**Written request**
Set down the part of the airline quality ratings article between "Findings show that" and "the AQR calculations.", inclusive, copying it word for word.

** begin Source excerpt **

Newswise — The 30th annual Airline Quality Rating results show an industry that had a performance decline for 2019. Results released today (Monday, May 4) reflect poorer industry performance in all four of the criteria tracked for calendar year 2019.
The AQR is a joint research project by co-researchers Dr. Dean Headley and Dr. Brent Bowen. This research originated at the W. Frank Barton School of Business at Wichita State University in Wichita, Kansas.
Findings show that all four AQR factors tracked – on-time arrivals, involuntary denied boardings, mishandled bags and customer complaints – declined from 2018 levels. While most of the factors (on-time arrivals, involuntary denied boardings and customer complaints) were only slightly worse than the prior year, the rate of mishandled baggage changed greatly for 2019. This large difference in mishandled baggage rate relates directly to a new measurement metric implemented for calendar year 2019. Starting with the January 2019 Air Travel Consumer Report, mishandled baggage is measured as the number of mishandled bags per number of checked bags. Previous years used the measurement of mishandled bags per number of enplaned passengers. The effect of the measurement change more than doubled the value for mishandled baggage used in the AQR calculations.
None of the nine airlines rated in 2018 and 2019 showed improvement in all four of the factors in the ratings. One airline, Frontier, had the same AQR score for 2019 as it had in 2018. Eight others posted a decline in overall performance scores for 2019. Those airlines showing a decline for 2019 were Alaska, American, Delta, Hawaiian, Jet Blue, Southwest, Spirit and United. Allegiant is new to the AQR for 2019, and it posted the best AQR score of all 10 airlines rated for 2109.

** end Source excerpt **
** begin Information provided **

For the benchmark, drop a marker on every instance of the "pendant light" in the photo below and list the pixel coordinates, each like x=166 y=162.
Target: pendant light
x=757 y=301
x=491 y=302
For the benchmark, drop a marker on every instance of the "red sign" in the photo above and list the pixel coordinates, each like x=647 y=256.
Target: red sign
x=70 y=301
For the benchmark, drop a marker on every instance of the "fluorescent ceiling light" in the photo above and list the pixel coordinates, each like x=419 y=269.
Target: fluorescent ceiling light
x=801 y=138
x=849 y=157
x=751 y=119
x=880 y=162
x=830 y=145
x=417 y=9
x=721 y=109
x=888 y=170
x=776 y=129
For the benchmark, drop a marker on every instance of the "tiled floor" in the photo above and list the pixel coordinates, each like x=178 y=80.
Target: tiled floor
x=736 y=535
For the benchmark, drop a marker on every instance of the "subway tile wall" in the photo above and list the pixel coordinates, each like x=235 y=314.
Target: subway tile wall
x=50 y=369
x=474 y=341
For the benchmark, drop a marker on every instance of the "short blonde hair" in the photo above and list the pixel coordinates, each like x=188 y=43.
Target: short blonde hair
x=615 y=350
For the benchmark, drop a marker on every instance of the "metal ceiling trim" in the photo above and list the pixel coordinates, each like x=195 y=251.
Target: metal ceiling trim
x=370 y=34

** end Information provided **
** begin Information provided **

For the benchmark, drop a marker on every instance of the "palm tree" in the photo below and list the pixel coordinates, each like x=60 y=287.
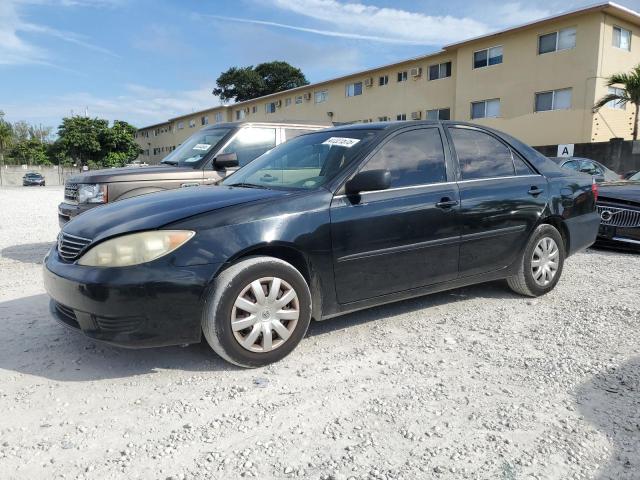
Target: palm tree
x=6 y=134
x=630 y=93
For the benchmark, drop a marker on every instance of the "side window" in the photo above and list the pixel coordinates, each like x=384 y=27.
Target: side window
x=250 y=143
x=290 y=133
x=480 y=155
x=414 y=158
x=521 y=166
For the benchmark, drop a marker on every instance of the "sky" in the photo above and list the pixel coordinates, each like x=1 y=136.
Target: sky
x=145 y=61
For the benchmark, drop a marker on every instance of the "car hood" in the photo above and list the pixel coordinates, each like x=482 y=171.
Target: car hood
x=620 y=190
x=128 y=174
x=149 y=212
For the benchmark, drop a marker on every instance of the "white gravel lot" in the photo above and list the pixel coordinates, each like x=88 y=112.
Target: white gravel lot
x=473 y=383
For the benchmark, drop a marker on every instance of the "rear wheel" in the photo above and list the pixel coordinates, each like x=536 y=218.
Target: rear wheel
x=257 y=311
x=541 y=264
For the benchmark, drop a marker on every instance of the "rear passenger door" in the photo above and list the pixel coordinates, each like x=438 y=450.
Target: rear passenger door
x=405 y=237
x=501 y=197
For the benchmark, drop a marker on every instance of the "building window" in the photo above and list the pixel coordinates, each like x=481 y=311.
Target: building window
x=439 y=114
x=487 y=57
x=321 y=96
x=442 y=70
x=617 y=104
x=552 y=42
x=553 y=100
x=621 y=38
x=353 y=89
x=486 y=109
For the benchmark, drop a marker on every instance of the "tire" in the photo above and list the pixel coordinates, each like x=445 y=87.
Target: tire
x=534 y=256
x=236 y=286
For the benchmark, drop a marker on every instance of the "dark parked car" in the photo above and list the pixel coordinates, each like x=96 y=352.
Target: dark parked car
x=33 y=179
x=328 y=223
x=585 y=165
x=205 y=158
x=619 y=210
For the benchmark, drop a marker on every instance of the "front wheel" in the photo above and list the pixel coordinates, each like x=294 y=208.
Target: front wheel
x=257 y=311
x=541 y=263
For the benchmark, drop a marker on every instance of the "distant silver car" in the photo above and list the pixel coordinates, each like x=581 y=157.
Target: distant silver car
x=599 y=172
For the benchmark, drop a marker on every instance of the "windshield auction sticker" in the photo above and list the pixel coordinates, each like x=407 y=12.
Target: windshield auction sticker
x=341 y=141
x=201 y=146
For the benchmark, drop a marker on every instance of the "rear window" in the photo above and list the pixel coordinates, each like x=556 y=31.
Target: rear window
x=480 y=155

** end Information provided **

**Result**
Findings show that all four AQR factors tracked – on-time arrivals, involuntary denied boardings, mishandled bags and customer complaints – declined from 2018 levels. While most of the factors (on-time arrivals, involuntary denied boardings and customer complaints) were only slightly worse than the prior year, the rate of mishandled baggage changed greatly for 2019. This large difference in mishandled baggage rate relates directly to a new measurement metric implemented for calendar year 2019. Starting with the January 2019 Air Travel Consumer Report, mishandled baggage is measured as the number of mishandled bags per number of checked bags. Previous years used the measurement of mishandled bags per number of enplaned passengers. The effect of the measurement change more than doubled the value for mishandled baggage used in the AQR calculations.